- **Exercise goal**: Transcribe exactly the line containing "For this drill the class indicates the red bleacher" plus every later line in the data.

[Image point grounding data]
------------------------------------------------------------

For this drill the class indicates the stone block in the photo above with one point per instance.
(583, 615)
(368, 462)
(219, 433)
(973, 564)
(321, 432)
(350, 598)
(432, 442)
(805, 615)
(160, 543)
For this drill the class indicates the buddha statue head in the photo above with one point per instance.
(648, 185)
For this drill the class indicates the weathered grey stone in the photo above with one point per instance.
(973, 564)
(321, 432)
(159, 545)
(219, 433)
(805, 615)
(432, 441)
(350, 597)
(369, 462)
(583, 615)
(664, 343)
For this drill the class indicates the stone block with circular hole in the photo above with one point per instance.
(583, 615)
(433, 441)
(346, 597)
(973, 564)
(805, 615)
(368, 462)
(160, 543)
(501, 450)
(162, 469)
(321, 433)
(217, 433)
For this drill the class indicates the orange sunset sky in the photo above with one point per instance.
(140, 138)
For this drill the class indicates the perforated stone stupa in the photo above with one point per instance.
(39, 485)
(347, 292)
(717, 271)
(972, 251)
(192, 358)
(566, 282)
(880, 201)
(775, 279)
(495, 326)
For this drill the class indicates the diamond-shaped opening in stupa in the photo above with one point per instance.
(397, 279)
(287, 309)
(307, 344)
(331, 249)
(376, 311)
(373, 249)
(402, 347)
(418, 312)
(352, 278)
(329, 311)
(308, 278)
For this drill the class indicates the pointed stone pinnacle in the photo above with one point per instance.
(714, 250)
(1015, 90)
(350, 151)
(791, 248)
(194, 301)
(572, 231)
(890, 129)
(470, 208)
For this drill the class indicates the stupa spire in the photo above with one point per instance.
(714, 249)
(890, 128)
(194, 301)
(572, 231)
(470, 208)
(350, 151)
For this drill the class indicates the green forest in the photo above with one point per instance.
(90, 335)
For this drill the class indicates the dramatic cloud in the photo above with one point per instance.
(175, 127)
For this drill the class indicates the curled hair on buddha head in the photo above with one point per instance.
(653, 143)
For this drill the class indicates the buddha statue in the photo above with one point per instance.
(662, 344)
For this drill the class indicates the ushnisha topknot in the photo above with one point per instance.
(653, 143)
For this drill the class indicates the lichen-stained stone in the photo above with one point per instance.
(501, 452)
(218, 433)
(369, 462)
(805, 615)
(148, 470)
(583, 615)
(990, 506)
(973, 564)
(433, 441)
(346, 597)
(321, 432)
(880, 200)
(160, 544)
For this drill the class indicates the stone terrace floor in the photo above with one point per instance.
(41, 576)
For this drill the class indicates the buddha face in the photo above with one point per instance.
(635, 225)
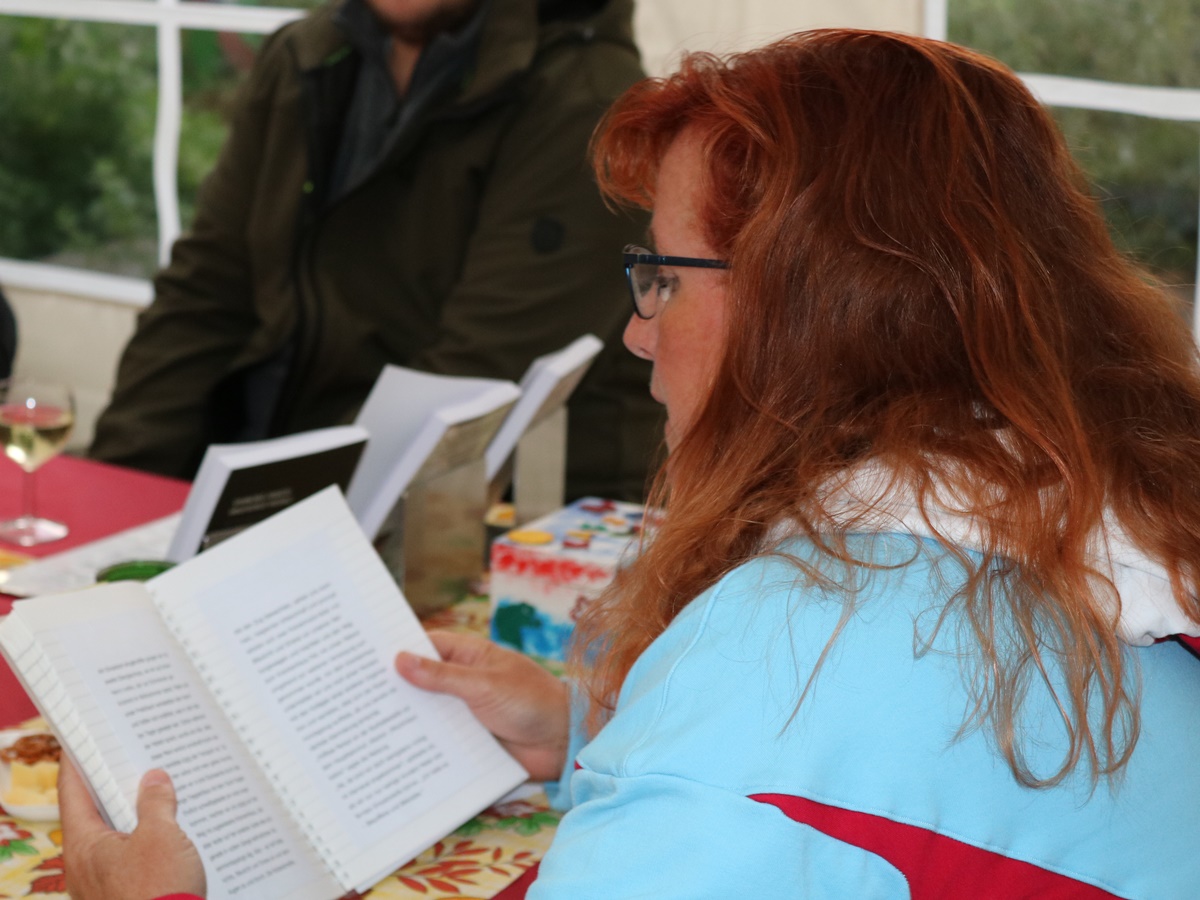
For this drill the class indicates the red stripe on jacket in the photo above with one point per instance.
(935, 865)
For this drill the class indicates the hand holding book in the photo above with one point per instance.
(259, 675)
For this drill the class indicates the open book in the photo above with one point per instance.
(259, 675)
(420, 425)
(545, 387)
(240, 484)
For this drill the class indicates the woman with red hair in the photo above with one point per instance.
(933, 503)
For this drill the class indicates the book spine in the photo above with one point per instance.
(52, 696)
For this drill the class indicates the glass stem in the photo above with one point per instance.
(30, 495)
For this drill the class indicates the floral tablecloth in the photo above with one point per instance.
(474, 863)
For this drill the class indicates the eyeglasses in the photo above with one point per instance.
(648, 288)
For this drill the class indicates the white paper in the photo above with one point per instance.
(123, 700)
(294, 624)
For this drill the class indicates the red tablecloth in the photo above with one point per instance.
(94, 499)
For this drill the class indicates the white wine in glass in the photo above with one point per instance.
(35, 423)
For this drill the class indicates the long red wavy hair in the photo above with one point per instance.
(918, 276)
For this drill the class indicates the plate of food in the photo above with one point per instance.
(29, 774)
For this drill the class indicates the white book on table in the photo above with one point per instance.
(240, 484)
(259, 675)
(545, 387)
(420, 421)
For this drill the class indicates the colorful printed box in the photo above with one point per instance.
(545, 573)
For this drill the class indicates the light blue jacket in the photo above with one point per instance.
(707, 720)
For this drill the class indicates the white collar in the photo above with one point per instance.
(1147, 606)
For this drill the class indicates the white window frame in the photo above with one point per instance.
(169, 18)
(1181, 105)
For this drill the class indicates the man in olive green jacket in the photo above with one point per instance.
(401, 192)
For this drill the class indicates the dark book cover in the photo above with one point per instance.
(253, 493)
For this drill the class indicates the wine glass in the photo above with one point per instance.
(35, 424)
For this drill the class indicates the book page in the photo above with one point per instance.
(294, 624)
(114, 684)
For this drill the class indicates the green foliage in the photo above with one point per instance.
(77, 105)
(1146, 172)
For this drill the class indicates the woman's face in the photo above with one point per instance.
(687, 336)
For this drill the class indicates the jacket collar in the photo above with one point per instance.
(511, 36)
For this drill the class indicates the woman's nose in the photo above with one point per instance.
(641, 336)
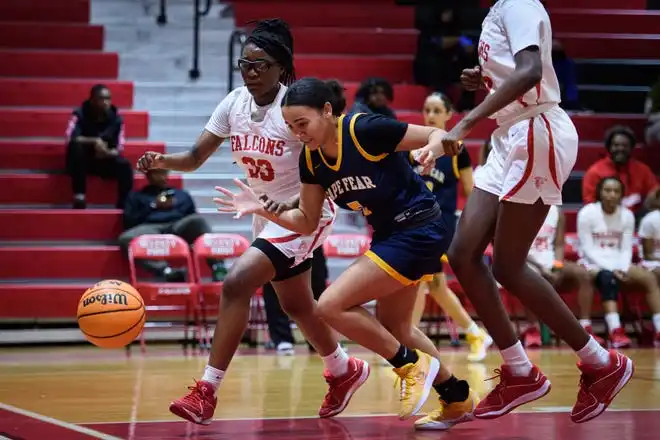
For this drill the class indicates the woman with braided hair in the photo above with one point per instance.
(263, 146)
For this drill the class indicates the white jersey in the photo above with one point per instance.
(509, 27)
(542, 251)
(649, 228)
(261, 143)
(606, 240)
(268, 152)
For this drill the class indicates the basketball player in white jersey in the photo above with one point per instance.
(268, 152)
(606, 229)
(546, 256)
(533, 152)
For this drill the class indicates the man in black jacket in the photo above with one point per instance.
(160, 209)
(95, 137)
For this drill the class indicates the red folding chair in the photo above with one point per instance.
(172, 248)
(222, 247)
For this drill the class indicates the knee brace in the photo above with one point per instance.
(608, 285)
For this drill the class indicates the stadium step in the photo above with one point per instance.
(45, 10)
(41, 122)
(617, 72)
(376, 41)
(591, 127)
(26, 35)
(623, 21)
(310, 13)
(347, 68)
(60, 224)
(56, 189)
(58, 64)
(59, 93)
(51, 155)
(95, 262)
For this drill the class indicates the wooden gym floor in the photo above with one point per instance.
(86, 393)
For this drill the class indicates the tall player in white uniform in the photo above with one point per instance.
(268, 152)
(533, 152)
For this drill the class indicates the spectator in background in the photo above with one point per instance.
(653, 112)
(161, 209)
(605, 230)
(95, 138)
(638, 179)
(442, 51)
(374, 96)
(546, 257)
(649, 233)
(566, 74)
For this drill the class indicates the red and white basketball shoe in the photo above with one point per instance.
(598, 387)
(342, 388)
(512, 392)
(197, 406)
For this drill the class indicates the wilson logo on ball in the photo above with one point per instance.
(106, 298)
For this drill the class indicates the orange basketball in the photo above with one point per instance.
(111, 314)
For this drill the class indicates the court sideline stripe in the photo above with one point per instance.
(70, 426)
(539, 410)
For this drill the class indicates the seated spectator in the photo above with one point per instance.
(442, 49)
(653, 112)
(160, 209)
(605, 230)
(374, 96)
(546, 256)
(638, 179)
(567, 76)
(95, 138)
(649, 233)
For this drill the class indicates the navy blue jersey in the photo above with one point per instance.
(443, 180)
(366, 175)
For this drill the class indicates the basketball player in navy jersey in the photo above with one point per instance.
(351, 160)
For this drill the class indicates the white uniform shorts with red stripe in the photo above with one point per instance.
(293, 245)
(531, 159)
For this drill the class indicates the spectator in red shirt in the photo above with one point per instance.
(637, 177)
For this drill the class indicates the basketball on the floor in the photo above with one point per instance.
(111, 314)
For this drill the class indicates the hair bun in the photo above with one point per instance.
(339, 100)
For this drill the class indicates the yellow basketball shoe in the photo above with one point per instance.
(416, 381)
(449, 414)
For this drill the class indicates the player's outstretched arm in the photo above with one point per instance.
(304, 219)
(190, 160)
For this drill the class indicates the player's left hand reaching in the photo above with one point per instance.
(241, 203)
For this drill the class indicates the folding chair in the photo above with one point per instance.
(222, 247)
(165, 247)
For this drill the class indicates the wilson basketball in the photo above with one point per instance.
(111, 314)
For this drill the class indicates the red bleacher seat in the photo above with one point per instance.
(174, 250)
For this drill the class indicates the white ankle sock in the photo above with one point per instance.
(613, 321)
(473, 329)
(516, 359)
(585, 323)
(337, 362)
(594, 355)
(656, 322)
(213, 376)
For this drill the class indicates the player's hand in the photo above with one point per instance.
(425, 157)
(150, 161)
(274, 207)
(620, 275)
(244, 202)
(471, 78)
(452, 142)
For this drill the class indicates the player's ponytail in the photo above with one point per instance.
(314, 93)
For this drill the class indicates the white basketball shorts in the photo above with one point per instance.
(531, 159)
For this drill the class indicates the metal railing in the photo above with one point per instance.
(238, 37)
(195, 73)
(162, 13)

------------------------------------------------------------

- **Reply**:
For this drill the class indicates the red bleacher seat in the photo above with one point per instance.
(174, 250)
For this drill the class indicates the white ankle sock in the photo above with one point per instance.
(613, 321)
(473, 329)
(516, 359)
(585, 323)
(337, 362)
(594, 355)
(656, 322)
(213, 376)
For this drill the class indicates the player's hand in the photo above with one point per instance.
(425, 157)
(150, 161)
(274, 207)
(620, 275)
(244, 202)
(471, 78)
(452, 142)
For this drill the class indicates the player's ponytail in the photo above with one point per instance.
(314, 93)
For this drill the class indicates the white basketball shorts in the photo above with one point per instance.
(531, 159)
For this drill the class indicates the metal railing in the photo above with one point per instance.
(238, 37)
(195, 73)
(162, 13)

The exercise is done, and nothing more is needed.